Labeled-object pointing entries:
▼

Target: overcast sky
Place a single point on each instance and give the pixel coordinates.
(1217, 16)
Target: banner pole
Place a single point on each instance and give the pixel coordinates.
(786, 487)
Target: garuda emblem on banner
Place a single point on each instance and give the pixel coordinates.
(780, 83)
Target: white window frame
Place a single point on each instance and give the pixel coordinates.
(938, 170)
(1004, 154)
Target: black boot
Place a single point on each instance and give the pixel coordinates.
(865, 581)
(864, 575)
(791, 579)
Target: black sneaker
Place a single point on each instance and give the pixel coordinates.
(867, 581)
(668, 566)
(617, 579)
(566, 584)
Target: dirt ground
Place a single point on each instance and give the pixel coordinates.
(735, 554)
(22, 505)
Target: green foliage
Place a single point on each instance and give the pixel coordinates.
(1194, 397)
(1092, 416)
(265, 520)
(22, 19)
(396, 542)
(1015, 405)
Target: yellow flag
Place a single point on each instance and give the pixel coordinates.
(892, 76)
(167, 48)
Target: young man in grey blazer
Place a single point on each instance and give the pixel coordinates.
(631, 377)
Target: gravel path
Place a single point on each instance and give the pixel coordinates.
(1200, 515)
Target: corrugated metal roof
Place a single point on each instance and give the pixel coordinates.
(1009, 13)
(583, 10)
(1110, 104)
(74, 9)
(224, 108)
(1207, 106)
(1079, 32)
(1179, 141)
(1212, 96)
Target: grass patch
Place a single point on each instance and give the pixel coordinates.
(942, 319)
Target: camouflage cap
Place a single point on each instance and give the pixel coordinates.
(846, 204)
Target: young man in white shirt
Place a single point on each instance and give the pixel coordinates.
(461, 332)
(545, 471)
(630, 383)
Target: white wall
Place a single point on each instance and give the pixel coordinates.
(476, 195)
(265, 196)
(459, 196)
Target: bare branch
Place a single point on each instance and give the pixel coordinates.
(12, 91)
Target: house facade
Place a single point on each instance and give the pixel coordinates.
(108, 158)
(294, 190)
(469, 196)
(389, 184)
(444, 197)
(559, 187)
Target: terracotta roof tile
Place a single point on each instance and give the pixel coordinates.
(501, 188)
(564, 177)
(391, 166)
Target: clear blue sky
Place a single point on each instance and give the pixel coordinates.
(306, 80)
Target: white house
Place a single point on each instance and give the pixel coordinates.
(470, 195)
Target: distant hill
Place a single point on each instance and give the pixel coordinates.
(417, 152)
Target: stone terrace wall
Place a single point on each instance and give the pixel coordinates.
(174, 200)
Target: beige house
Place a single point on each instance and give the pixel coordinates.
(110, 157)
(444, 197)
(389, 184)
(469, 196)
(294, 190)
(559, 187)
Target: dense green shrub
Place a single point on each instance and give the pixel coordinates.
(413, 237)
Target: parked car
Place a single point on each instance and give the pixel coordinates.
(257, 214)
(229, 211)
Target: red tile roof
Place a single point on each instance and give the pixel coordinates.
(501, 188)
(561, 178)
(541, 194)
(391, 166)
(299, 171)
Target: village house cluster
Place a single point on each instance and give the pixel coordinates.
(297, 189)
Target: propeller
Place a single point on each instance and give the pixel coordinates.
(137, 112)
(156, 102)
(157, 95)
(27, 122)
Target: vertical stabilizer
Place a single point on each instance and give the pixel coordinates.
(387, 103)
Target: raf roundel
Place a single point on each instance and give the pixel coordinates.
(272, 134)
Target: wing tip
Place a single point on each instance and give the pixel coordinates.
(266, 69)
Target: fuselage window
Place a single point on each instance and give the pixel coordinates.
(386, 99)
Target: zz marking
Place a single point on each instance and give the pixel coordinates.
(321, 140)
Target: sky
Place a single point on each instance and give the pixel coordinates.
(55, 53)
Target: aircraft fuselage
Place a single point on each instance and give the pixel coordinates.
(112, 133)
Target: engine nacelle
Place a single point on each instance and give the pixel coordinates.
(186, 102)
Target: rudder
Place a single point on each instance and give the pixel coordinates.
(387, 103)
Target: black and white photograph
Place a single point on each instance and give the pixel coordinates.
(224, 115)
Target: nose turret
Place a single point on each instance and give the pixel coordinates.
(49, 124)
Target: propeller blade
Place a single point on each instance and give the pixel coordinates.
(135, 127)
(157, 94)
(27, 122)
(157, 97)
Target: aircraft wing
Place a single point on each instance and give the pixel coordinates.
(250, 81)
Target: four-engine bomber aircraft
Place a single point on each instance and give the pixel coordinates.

▲

▸ **What is required**:
Duplicate the lines above word for word, from the first one through the last.

▸ **Result of this exercise**:
Target: overcast sky
Place a single point on each instance and give the pixel coordinates.
(1217, 16)
Target: banner pole
Place a single point on each instance and give the pixel coordinates.
(786, 487)
Target: garuda emblem on banner
Place a single point on each instance and give the pixel coordinates.
(780, 83)
Target: white window frame
Place a single point on each instance and give the pixel coordinates.
(938, 170)
(1004, 154)
Target: black boot
Place a single point on each instance and give the pixel coordinates.
(865, 581)
(864, 575)
(791, 579)
Target: black sneaker
Place a single point on each instance and give the pixel coordinates.
(867, 581)
(668, 566)
(617, 579)
(566, 584)
Target: dirt ground
Place a single point on each instance and give the pixel coordinates.
(735, 554)
(22, 505)
Target: green foliage
Place a single point on each instance and give the pixel coordinates.
(1194, 397)
(1092, 416)
(265, 520)
(22, 19)
(396, 542)
(1015, 405)
Target: yellow flag
Place a single point on each instance and give the pixel coordinates.
(892, 76)
(167, 48)
Target: young man in grey blazer
Place a single point on each instance and give the pixel coordinates.
(631, 377)
Target: gravel path
Place a single point on each instance and give the pixel coordinates.
(1200, 515)
Target: corrugated metal roof
Place a single point on each instance and give the pixel coordinates.
(1009, 13)
(583, 10)
(1110, 104)
(74, 9)
(224, 108)
(1207, 106)
(1079, 32)
(1179, 141)
(1212, 96)
Target: grass patch
Place a single point on each instance and give the pixel coordinates.
(942, 319)
Target: camouflage cap
Place a single point on each instance and give the pixel coordinates.
(846, 204)
Target: young man in white shirt
Place a single point on each instance and give the pixel coordinates.
(461, 332)
(545, 471)
(630, 383)
Target: white wall
Place a single point on each instance and give the pixel coordinates.
(476, 195)
(265, 196)
(459, 196)
Target: bare branch
Place a single point on each instance and give the pixel coordinates.
(12, 91)
Target: house facade
Place a single point on each instance and give the pixel coordinates.
(108, 158)
(294, 190)
(469, 196)
(389, 184)
(444, 197)
(559, 187)
Target: terracotta roof tile
Place a single point on each instance and give the pixel coordinates.
(501, 188)
(564, 177)
(391, 166)
Target: clear blue sky
Place a single point on each instance and give the pixel coordinates.
(306, 80)
Target: white house
Place a single point on each instance and give the pixel coordinates.
(470, 195)
Target: distant hill
Place a single point on each instance and give the pixel coordinates.
(417, 152)
Target: stone terrace wall
Place a single point on each instance and give the pixel coordinates.
(174, 200)
Target: beige house
Place a single point on each instance and give the pixel coordinates.
(110, 157)
(444, 197)
(389, 184)
(469, 196)
(294, 190)
(559, 187)
Target: dense green shrub
Place a single point on each instance and give the pixel coordinates.
(413, 237)
Target: parked car
Place a single point on each instance and give the pixel coordinates.
(257, 214)
(229, 211)
Target: red tile roof
Place a single point on each instance and give the pixel coordinates.
(501, 188)
(561, 178)
(541, 194)
(391, 166)
(299, 171)
Target: village house cluster
Place a single point on each instance and give the pixel coordinates.
(297, 189)
Target: propeller
Place a single point on each instance and give the pixel coordinates.
(137, 112)
(156, 102)
(157, 95)
(27, 122)
Target: vertical stabilizer
Place a single point on each instance and give the pixel coordinates.
(387, 103)
Target: raf roundel
Place a single point on each instance and give the pixel coordinates.
(272, 134)
Target: wing tip
Place a single point on each instance and give the pixel coordinates.
(266, 69)
Target: fuselage window
Place a single point on each instance and give the pixel coordinates.
(386, 99)
Target: zz marking
Place a single point on each instance and give the pixel coordinates.
(321, 140)
Target: sky
Place a single point on each instance and give the pixel coordinates.
(55, 53)
Target: aircraft fuselage
Place a single point on each instance and give the pixel coordinates.
(112, 133)
Target: engine nacelle
Place a single point on each instance and give the pixel coordinates.
(186, 102)
Target: rudder
Place a single point on each instance and give the pixel coordinates.
(387, 103)
Target: black and white photograph
Place a single point on each instance and give the pixel coordinates.
(224, 115)
Target: nose turret
Place a single point on each instance and give the pixel coordinates.
(49, 124)
Target: propeller blade
Place a single point on each instance and give the pixel coordinates.
(135, 127)
(157, 94)
(27, 122)
(157, 97)
Target: aircraft wing
Place a single point on each instance and give the pixel coordinates.
(250, 81)
Target: four-engine bomber aircraft
Place a single point on each instance and give the pixel coordinates.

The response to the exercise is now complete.